> [STORED ROWS]
*-*-*
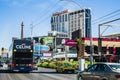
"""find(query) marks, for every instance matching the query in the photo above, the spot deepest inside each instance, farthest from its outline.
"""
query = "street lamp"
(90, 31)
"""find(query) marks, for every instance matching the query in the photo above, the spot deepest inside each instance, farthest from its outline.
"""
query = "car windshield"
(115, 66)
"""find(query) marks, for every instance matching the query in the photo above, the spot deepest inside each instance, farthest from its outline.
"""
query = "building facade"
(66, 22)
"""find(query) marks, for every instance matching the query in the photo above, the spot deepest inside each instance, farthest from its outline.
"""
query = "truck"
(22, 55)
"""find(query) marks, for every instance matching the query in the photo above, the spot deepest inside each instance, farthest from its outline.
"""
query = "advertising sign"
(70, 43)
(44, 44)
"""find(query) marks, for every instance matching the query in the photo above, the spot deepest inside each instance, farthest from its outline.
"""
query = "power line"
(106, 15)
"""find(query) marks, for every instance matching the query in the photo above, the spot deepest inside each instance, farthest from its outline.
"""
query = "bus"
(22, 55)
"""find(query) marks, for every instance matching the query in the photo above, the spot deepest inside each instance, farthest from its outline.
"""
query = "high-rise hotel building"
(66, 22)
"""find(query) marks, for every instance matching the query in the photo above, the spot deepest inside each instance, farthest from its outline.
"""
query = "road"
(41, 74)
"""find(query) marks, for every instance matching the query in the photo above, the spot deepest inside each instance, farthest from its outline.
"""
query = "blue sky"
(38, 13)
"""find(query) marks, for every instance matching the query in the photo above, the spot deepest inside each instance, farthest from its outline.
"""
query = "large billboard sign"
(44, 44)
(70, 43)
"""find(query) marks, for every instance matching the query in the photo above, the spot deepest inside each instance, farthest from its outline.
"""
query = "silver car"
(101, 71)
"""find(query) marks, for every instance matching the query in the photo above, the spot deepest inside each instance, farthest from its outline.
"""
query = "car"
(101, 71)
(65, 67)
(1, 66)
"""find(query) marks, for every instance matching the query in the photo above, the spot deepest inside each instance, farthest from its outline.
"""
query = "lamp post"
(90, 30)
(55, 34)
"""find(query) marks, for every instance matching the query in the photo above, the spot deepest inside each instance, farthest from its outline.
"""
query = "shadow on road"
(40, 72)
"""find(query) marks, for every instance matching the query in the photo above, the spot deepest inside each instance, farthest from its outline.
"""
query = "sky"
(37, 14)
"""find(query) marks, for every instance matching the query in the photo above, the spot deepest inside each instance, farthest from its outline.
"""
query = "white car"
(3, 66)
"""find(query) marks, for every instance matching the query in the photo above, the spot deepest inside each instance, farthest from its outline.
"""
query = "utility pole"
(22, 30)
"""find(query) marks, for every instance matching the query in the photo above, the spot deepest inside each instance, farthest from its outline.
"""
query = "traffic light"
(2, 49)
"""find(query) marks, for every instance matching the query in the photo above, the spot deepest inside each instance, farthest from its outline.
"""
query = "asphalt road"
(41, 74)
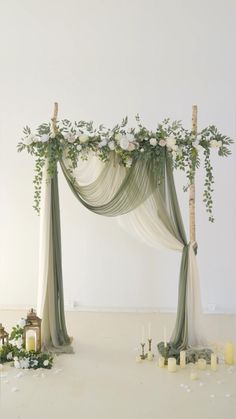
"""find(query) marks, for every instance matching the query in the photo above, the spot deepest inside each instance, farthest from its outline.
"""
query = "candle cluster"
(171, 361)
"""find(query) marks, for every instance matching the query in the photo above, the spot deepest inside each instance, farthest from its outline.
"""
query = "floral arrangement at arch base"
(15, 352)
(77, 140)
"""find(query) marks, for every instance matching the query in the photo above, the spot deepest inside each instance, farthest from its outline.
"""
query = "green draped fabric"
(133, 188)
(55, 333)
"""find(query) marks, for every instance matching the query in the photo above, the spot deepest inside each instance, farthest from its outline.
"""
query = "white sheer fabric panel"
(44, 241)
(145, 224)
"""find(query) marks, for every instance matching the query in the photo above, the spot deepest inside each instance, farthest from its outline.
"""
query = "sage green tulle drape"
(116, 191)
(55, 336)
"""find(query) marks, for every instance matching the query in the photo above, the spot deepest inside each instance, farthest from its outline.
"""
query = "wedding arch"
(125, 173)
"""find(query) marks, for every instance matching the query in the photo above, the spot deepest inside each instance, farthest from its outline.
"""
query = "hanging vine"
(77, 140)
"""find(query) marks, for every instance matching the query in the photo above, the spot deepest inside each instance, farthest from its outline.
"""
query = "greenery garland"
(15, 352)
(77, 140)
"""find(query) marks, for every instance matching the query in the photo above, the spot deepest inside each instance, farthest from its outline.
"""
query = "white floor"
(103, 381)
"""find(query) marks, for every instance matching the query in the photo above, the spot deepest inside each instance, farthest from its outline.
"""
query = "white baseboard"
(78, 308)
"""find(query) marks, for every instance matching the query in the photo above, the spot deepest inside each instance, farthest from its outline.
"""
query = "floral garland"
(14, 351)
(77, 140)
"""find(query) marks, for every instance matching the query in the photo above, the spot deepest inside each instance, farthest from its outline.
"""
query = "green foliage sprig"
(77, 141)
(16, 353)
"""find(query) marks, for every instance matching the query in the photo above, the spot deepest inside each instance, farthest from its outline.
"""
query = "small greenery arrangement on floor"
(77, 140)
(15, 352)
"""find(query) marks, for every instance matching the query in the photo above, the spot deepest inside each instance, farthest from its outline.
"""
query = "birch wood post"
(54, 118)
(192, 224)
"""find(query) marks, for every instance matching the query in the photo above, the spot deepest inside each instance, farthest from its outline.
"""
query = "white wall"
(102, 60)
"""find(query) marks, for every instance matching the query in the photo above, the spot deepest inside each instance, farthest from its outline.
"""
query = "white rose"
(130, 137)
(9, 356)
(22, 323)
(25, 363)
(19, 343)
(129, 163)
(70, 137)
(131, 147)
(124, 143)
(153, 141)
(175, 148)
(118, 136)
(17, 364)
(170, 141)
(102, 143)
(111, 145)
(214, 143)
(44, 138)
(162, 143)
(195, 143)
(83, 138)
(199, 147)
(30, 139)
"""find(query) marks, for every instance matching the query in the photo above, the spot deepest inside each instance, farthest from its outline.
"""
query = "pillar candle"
*-*-*
> [SHORT EXERCISE]
How many lines of the material contain the string "post"? Reply with the number alone.

> [CORRECT RESPONSE]
2